• **TEXTE FOURNI**
··········

Par François Jarraud
La Cour des comptes est-elle en train de proposer une vraie refondation de l’Ecole ? Loin des timidités de la loi d’orientation, la Cour exige du système éducatif une vraie démocratisation et de l’Etat qu’il prenne au sérieux ses propres engagements. « Il n’y a pas de collège unique », affirme le rapport de la Cour des comptes sur « l’orientation en fin de collège et la diversité des destins scolaires selon les académies ». Ce titre souligne les inégalités de destin entre les élèves français. Il marque aussi le souci de la Cour d’affirmer des objectifs au système éducatif et de le soumettre à ces objectifs en repoussant « à la fin de la scolarité obligatoire » l’orientation qui a lieu actuellement en fin de troisième quand les élèves ont 15 ans. La spécialisation des filières se ferait seulement en première et terminale. Les bacheliers auraient des facilités pour passer un autre bac.
Plus osé tu meurs…
Une orientation injuste
La Cour n’a pas de mal à montrer que le système éducatif français continue à orienter les jeunes de façon précoce et inégale. L’orientation reste dépendante d’une offre de formation qui est inégale selon les académies et très peu évolutive. En contradiction avec les principes affichés du système, les filières de pré orientation y fleurissent : segpa, 3ème d’insertion, 3èmes DP 6, classes de niveau (dans un établissement sur deux). « Le collège unique n’existe pas ». Les élèves de la voie professionnelle voient leur destin scellé dès 15 ans tant les filières y sont spécialisées. Enfin les élèves reçoivent peu d’aide pour leur orientation qui reste uen sanction et non un « parcours ».
Vers le lycée unique
La Cour préconise de repousser « à la fin de l’acquisition du socle », « en fin de scolarité obligatoire » l’orientation. Celle-ci n’aurait plus lieu en fin de troisième mais en fin de seconde. La spécialisation des filières du lycée n’interviendrait plus qu’en première et terminale avec un enseignement modulaire permettant des passerelles. Après un bac on pourrait aisément préparer un autre bac en un an. Les familles auraient le dernier mot sur le choix de la filière, à charge pour l’Etat de proposer une affectation précise. Toutes ces propositions ont pour objectif de pousser davantage d’élèves vers l’enseignement général. Le blocage depuis plus de 10 ans du pourcentage d’élèves dans ces filières générales se répercute ensuite dans celui des diplômés du supérieur long.
Des objectifs simplistes ?
Comment adapter le système à cette évolution ? La Cour demande que le ministère fixe pour chaque académie des taux d’accès aux filières et que celles-ci attribuent les moyens en conséquence. Les établissements auraient la faculté d’adapter les programmes et les enseignements à la réalité des élèves , les examens restant nationaux. Les performances des collèges seraient évaluées. Enfin les enseignants auraient une obligation d’aider les élèves dans leur parcours d’orientation.

··········

• **ENREGISTREMENTS**
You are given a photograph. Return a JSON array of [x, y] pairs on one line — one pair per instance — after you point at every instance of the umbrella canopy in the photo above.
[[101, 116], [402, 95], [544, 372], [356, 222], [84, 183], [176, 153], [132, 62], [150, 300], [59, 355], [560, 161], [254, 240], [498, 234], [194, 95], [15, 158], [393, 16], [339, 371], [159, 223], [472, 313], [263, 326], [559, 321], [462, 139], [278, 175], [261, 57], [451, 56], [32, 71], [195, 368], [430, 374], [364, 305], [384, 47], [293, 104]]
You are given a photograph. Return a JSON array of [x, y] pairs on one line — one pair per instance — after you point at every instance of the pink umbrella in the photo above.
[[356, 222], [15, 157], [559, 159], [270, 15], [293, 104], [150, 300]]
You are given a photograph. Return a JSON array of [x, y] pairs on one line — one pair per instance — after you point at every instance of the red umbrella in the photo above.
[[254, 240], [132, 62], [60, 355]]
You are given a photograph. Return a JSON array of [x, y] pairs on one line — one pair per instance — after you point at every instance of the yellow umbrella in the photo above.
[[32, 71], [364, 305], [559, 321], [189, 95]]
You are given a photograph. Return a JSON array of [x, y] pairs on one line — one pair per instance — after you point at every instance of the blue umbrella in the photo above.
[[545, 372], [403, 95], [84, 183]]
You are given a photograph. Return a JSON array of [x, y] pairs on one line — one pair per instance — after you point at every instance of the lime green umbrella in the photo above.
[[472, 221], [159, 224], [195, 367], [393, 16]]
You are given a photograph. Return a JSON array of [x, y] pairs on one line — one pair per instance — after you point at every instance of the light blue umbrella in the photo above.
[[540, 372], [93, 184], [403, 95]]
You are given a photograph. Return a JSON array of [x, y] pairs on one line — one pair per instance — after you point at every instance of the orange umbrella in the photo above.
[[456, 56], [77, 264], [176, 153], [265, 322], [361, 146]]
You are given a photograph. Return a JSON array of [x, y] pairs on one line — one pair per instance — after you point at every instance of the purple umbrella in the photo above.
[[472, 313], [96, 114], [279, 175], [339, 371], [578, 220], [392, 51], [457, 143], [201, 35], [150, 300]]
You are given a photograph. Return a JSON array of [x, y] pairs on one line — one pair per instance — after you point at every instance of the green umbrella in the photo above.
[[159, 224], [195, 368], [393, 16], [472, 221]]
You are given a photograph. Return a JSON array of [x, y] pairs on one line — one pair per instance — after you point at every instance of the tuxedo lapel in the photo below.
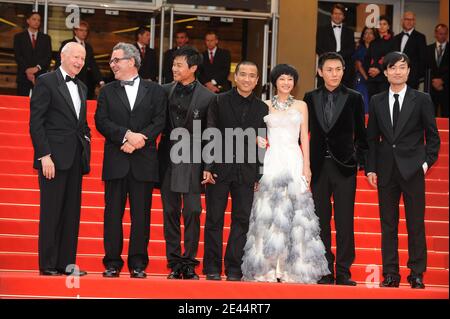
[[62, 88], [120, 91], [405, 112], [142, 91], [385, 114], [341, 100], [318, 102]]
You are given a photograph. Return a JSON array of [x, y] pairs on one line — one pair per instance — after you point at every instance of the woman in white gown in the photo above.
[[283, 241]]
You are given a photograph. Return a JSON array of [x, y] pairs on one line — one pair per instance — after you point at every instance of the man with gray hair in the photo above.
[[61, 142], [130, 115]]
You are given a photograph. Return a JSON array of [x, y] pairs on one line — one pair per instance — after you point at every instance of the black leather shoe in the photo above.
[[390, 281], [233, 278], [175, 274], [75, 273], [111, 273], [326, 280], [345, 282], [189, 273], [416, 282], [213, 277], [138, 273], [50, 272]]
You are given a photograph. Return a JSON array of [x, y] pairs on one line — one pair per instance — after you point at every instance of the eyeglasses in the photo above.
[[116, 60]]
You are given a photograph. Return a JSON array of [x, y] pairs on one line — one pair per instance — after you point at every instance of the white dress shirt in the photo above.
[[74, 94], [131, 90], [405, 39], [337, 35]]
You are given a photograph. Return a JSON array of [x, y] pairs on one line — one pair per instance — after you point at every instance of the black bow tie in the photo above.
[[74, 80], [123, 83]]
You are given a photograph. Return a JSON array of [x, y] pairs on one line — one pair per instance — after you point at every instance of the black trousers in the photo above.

··········

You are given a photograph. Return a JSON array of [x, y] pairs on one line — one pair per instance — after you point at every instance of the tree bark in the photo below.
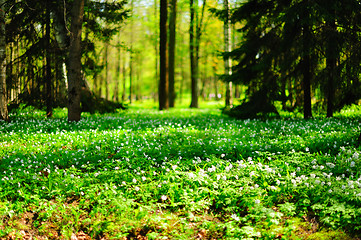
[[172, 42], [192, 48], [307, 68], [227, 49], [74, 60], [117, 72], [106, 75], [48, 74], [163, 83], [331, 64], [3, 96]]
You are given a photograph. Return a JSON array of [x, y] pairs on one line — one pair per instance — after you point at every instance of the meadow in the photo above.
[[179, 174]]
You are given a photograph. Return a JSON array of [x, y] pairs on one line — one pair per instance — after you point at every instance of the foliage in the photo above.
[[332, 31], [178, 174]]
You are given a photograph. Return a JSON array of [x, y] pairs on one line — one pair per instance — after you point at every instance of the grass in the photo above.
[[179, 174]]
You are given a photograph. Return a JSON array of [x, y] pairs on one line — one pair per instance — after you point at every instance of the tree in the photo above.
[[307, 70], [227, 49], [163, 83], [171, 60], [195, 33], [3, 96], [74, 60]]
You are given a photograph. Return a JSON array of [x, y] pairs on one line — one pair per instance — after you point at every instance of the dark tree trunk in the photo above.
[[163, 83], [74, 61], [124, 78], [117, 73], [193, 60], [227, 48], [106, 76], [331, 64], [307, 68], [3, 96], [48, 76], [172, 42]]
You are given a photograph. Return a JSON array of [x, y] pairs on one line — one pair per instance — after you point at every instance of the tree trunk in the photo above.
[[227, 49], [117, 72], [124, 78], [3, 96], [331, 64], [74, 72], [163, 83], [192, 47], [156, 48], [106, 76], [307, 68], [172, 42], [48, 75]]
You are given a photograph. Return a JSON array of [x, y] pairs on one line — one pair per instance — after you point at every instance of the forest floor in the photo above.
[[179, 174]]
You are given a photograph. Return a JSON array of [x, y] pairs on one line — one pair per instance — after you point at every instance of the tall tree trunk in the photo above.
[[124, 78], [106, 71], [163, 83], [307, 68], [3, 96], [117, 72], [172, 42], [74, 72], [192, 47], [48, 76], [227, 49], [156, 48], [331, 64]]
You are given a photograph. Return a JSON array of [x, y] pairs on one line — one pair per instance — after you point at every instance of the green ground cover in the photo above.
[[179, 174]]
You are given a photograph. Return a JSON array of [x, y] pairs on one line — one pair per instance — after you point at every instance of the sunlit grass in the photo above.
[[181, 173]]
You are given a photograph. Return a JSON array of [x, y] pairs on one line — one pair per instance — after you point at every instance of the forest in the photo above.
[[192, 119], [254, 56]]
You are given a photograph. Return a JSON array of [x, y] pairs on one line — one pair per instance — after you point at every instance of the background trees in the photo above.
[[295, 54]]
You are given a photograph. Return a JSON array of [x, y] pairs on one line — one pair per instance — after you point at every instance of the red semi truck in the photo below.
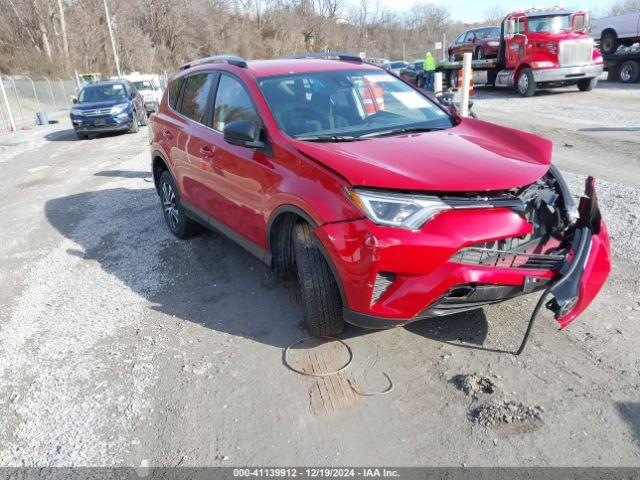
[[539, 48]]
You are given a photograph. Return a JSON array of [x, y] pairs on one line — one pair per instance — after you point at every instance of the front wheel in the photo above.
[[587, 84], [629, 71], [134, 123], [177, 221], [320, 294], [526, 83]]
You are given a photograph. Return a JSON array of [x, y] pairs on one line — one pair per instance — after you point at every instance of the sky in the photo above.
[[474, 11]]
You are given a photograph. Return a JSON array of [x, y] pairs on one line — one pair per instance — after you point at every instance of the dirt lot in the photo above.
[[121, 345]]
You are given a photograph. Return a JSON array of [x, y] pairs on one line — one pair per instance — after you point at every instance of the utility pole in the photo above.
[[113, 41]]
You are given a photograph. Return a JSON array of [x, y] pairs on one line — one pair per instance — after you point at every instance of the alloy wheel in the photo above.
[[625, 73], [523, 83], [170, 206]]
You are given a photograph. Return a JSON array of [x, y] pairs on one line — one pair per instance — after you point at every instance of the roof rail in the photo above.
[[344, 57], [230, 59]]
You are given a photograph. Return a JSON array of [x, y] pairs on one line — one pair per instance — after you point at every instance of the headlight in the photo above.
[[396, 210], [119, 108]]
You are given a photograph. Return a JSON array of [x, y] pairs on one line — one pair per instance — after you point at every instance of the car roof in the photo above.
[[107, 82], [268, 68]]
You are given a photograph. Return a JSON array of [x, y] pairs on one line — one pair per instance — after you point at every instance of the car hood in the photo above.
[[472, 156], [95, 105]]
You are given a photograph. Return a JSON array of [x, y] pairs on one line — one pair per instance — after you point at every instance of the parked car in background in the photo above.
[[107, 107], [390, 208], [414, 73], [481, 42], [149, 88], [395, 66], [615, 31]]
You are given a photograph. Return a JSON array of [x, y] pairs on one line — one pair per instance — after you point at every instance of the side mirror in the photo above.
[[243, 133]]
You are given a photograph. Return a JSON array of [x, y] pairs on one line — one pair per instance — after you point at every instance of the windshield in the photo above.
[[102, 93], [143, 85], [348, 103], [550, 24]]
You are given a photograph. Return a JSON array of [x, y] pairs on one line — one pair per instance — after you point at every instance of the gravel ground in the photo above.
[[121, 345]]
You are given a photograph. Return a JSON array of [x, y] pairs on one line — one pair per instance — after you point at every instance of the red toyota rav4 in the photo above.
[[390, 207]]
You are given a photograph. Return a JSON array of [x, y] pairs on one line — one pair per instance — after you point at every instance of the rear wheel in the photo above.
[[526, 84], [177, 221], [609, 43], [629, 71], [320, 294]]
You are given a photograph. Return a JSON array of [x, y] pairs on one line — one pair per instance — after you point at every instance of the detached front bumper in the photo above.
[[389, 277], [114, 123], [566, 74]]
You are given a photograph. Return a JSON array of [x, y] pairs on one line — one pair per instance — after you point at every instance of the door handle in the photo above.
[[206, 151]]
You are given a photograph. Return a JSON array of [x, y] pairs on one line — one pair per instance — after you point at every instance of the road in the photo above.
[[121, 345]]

··········

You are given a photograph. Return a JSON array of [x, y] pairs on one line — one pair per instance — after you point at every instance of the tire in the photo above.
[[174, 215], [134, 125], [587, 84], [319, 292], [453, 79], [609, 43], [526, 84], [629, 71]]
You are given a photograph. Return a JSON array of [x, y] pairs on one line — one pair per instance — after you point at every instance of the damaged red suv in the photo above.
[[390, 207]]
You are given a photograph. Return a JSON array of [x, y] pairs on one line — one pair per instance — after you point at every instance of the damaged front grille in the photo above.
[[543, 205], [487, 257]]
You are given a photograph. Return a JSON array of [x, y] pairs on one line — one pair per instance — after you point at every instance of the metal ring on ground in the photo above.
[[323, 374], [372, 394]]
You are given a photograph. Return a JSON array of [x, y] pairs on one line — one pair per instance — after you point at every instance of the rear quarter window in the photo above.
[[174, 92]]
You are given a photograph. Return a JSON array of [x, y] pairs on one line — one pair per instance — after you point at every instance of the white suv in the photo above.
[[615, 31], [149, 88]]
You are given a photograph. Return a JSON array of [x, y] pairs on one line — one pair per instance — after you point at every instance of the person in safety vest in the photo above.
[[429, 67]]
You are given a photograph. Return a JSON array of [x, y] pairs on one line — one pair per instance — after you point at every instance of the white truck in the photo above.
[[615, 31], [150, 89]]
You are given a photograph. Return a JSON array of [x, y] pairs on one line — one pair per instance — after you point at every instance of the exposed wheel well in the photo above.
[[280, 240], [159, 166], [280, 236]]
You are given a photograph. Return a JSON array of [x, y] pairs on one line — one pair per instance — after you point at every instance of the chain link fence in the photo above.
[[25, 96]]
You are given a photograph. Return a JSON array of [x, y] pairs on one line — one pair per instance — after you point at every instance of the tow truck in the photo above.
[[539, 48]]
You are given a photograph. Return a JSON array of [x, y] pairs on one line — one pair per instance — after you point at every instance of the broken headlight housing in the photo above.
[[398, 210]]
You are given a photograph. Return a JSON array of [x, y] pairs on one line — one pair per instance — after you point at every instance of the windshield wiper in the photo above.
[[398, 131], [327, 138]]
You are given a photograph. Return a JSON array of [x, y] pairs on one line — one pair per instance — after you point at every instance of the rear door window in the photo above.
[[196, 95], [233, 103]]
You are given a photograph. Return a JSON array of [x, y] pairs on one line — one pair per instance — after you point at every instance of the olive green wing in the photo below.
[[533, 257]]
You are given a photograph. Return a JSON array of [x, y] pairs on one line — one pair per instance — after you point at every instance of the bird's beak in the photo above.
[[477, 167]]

··········

• **SÉRIE D'EXERCICES**
1: Présentez sous forme de liste le paragraphe du texte fourni qui commence par « La Cour préconise de repousser ». Conservez ses faits principaux.
2: Reproduisez le passage du texte fourni qui commence à « Vers le lycée » et se termine à « objectifs simplistes ? ».

• **RÉSULTATS PAR TÂCHE**
1:
- L'orientation serait repoussée à la fin de la scolarité obligatoire. Elle aurait lieu en fin de seconde et non plus en fin de troisième.
- Au lycée, les filières ne se spécialiseraient qu'en première et terminale. Un enseignement modulaire permettrait des passerelles.
- Après un bac, on pourrait préparer un autre bac en un an.
- Les familles auraient le dernier mot sur le choix de la filière. L'Etat devrait ensuite proposer une affectation précise.
- Le but est d'orienter davantage d'élèves vers l'enseignement général. La part d'élèves dans ces filières est bloquée depuis plus de 10 ans, et ce blocage se répercute sur la part des diplômés du supérieur long.

2:
Vers le lycée unique
La Cour préconise de repousser « à la fin de l’acquisition du socle », « en fin de scolarité obligatoire » l’orientation. Celle-ci n’aurait plus lieu en fin de troisième mais en fin de seconde. La spécialisation des filières du lycée n’interviendrait plus qu’en première et terminale avec un enseignement modulaire permettant des passerelles. Après un bac on pourrait aisément préparer un autre bac en un an. Les familles auraient le dernier mot sur le choix de la filière, à charge pour l’Etat de proposer une affectation précise. Toutes ces propositions ont pour objectif de pousser davantage d’élèves vers l’enseignement général. Le blocage depuis plus de 10 ans du pourcentage d’élèves dans ces filières générales se répercute ensuite dans celui des diplômés du supérieur long.
Des objectifs simplistes ?